- DATA EXTRACT
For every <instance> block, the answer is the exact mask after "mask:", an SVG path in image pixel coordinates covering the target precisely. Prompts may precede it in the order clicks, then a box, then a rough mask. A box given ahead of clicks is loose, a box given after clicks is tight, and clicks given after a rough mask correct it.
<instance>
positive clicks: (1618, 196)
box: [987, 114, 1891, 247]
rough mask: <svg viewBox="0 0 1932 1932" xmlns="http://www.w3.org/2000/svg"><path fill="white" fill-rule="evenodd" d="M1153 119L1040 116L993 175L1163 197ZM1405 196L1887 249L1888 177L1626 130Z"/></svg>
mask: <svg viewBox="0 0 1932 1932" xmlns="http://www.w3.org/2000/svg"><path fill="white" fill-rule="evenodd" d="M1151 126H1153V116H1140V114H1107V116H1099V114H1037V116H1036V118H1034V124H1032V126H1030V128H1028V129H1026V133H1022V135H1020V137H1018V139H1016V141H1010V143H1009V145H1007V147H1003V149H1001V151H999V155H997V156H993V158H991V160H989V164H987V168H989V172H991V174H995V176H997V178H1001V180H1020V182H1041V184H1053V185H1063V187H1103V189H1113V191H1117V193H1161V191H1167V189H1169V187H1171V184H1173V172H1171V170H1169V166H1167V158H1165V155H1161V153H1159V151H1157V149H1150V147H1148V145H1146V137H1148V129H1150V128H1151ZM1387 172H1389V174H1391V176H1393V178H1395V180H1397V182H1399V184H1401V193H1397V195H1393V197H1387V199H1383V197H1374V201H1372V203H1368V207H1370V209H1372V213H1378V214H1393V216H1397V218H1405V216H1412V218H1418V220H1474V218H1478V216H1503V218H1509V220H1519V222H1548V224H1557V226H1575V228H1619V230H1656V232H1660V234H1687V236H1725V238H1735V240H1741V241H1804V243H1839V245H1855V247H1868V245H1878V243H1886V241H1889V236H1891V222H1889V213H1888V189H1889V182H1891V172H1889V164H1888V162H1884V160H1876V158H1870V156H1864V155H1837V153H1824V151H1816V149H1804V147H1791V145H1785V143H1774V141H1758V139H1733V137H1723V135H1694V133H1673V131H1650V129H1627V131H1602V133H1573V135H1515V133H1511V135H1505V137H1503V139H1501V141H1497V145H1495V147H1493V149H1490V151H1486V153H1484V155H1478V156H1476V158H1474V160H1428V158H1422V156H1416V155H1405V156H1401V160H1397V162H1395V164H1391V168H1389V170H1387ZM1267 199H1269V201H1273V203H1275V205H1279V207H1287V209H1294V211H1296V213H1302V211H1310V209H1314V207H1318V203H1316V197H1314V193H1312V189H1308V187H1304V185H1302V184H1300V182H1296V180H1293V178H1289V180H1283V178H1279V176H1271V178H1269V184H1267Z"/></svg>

- YOUR ASSIGNMENT
From the listing above, copy every line that holds the string "instance".

- FINAL ANSWER
For every <instance> block, the answer is the exact mask after "mask:", an SVG path in image pixel coordinates covering the target precisely. Prompts may precede it in the order clicks, then a box, then a rough mask. A box given ahead of clicks is loose, a box given after clicks is tight, and clicks given after a rough mask correct it.
<instance>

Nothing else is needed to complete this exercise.